## STATED TASK
Repeat each record exactly. Any picture gets left out.

[start RECORDS SUPPLIED]

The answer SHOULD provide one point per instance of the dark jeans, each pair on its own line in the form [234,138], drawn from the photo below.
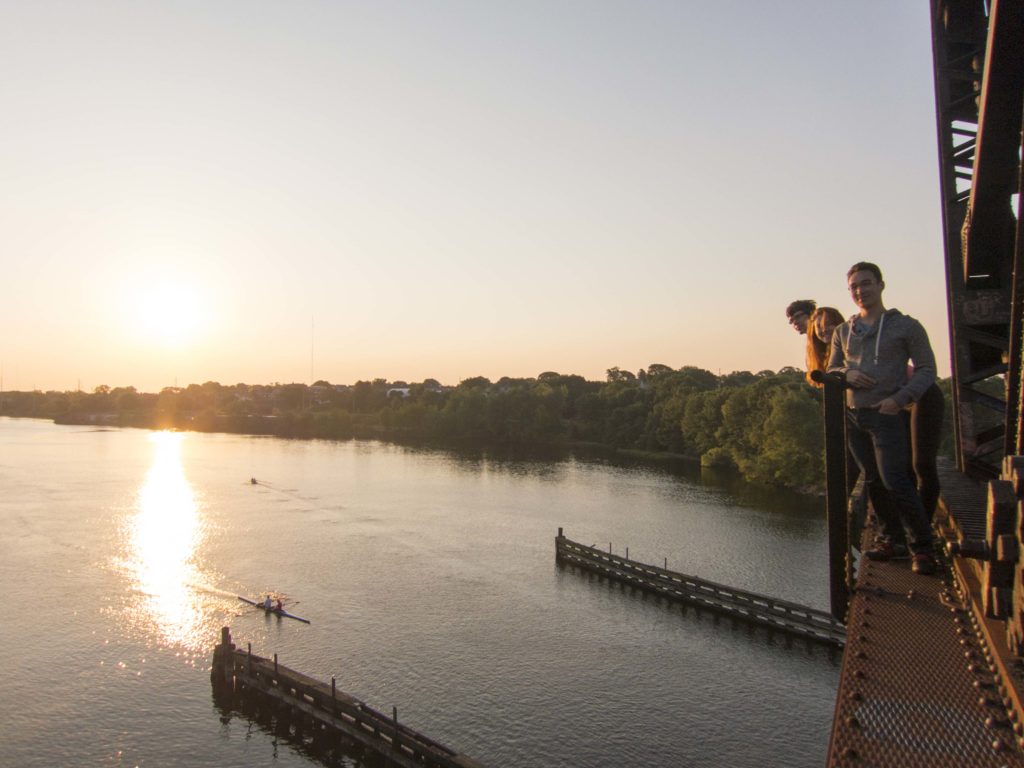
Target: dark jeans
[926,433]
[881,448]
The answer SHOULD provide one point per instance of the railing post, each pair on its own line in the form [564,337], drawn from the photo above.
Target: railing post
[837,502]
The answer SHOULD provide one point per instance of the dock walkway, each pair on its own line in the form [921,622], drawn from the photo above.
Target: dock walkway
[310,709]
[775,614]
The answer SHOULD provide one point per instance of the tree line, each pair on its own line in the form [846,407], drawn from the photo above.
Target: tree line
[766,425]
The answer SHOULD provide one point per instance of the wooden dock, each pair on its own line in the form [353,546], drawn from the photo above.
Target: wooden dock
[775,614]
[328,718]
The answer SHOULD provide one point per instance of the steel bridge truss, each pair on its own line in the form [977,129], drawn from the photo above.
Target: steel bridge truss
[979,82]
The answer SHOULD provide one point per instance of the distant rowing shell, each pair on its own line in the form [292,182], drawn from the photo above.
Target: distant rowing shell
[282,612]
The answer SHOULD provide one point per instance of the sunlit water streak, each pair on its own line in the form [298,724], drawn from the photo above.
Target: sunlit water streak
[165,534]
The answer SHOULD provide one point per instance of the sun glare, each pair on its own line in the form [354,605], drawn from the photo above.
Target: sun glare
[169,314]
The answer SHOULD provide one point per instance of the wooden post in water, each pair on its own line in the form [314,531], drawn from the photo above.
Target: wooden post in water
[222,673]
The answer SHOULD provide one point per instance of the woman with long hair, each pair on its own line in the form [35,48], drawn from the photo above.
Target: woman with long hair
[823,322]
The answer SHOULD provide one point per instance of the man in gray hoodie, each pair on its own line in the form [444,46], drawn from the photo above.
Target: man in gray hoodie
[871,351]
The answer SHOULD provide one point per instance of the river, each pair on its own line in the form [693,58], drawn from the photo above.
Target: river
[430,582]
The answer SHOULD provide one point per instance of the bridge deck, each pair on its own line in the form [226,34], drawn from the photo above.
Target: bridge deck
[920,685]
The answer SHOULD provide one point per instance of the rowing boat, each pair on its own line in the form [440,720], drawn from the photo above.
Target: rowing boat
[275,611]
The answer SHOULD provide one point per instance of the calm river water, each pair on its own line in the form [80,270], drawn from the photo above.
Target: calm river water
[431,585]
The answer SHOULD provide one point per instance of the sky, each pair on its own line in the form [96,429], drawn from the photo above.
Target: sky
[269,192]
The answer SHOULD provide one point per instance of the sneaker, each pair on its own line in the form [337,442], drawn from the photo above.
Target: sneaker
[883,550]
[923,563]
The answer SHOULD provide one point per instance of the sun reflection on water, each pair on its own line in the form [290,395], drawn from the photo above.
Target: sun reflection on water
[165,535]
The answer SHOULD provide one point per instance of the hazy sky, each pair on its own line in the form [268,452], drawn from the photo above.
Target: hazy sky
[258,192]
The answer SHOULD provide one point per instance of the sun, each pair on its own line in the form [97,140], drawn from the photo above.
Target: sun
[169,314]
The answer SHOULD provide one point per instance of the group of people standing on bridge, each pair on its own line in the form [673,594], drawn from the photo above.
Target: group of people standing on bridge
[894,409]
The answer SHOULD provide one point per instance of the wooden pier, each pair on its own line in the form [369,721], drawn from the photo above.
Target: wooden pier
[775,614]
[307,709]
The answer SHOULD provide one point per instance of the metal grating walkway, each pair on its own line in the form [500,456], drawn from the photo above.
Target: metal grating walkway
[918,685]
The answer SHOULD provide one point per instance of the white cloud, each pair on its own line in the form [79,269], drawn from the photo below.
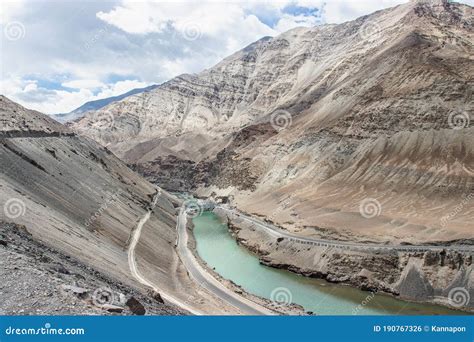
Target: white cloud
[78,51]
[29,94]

[end RECORDS SUPPLIED]

## REPLY
The answer SHOULD provide one point per instance of the dark jeans, each pair on its own line in the form [234,138], drawn from the photo below.
Target: dark jeans
[926,433]
[881,448]
The answer SHOULD provide one point per instance of the railing post, each pair on its own line in the form [564,337], drawn from the photo above.
Target: railing post
[837,502]
The answer SHOULD provide one point per instance of the dock walkway, each pair on its own line in the form [921,622], drawn from the photo above.
Target: dock walkway
[310,709]
[775,614]
The answer SHOULD provide one point per instance of the tree line, each pair on its own line in the form [846,407], drawn from the photo above.
Target: tree line
[766,425]
The answer SHOULD provide one point per instance of the wooden dock, each pair on its own line in the form [353,546], drawn from the photo above.
Target: wooden dock
[775,614]
[328,718]
The answer SHOULD provide one point per instance of the steel bridge truss, each pair on its own line in the form [977,129], drawn from the photo above.
Target: steel bridge truss
[979,82]
The answer SHOULD provide one point per instance of the distant rowing shell, each pair on its own line in the form [292,182], drawn from the photo above.
Target: distant rowing shell
[282,612]
The answer SHOULD provide one point per instance of the sunlit water streak, each pair on its own line in the form [298,724], drawn from the photo above.
Target: sunlit water streak
[165,534]
The answer SHOULD provide one point per instance of the sun glare, each pair on its own line in the form [354,605], drawn from the photo above.
Target: sun glare
[169,314]
The answer SHOULD provide one point per instance of the wooden post in water, each pair on its own line in the form [314,531], drawn from the photo above.
Target: wooden post in water
[222,673]
The answer SHOULD provide one point per instance of the woman with long hair, each pair on its own line in the form [35,48], drawn from the photo above.
Target: woman with long hair
[823,322]
The answer SHOULD provide one point per instance of the man in gray hoodie, each pair on its own line in the form [444,46], drawn from the photo above.
Target: man in gray hoodie
[871,351]
The answer SHOULD provide one point per instance of the river, each pair on its own line in the form [693,58], drawn from the photo above.
Target: river
[430,582]
The answer SHOULD provide one point per instance of the bridge deck, each pair on its own line in the form [226,34], drawn from the photo above.
Target: bridge deck
[920,685]
The answer SHOULD provide one point per instance of the rowing boat, each pair on its own line in the form [440,720], drawn from the photo above.
Target: rowing boat
[275,611]
The answer SHOULD provide one point per instance of the calm river water, each pair on its own line in the form [80,270], drawn from the photo above.
Target: calm river water
[431,585]
The answer SHOULD provide one point per instance of the sky, each pair on its own line in the form [96,429], drawn from the photo above.
Target: sky
[269,192]
The answer SHOULD provide one point per instance of the sneaker, each pair on its own line in the form [337,442], drawn from the photo above.
Target: sneaker
[883,550]
[923,563]
The answer SHOULD provide one point per instance of the sun reflection on water, each pair on its own line in the form [290,395], drawn from the photo above.
Target: sun reflection on water
[165,535]
The answer SHOULD provide one point per instance of the hazy sky, each pair on its own line in the form [268,452], drawn from the photo above.
Target: hazy sky
[258,192]
The answer SHOULD provide one point per instance of the sun, each pair on its own line in the form [97,140], drawn from the photo above.
Target: sun
[169,314]
The answer SHOULD provide one point per instance of the group of people standing on bridge, each pair on its own line in the form [673,594], drawn from the photo above.
Target: group of people standing on bridge
[894,409]
The answer SHOULD provide one point per instance of the wooden pier, each pair on its own line in the form [369,721], drawn from the photo above.
Target: wooden pier
[775,614]
[307,709]
The answer SHOULD provide one point per instance of the metal grating walkway, each pair on its own line in the form [500,456], drawn from the photo above.
Target: metal grating walkway
[918,685]
The answer SHOULD provide one point per instance of the white cloud, each pair on its own line in the form [79,269], drawn from the photo below.
Target: white cloud
[78,51]
[29,94]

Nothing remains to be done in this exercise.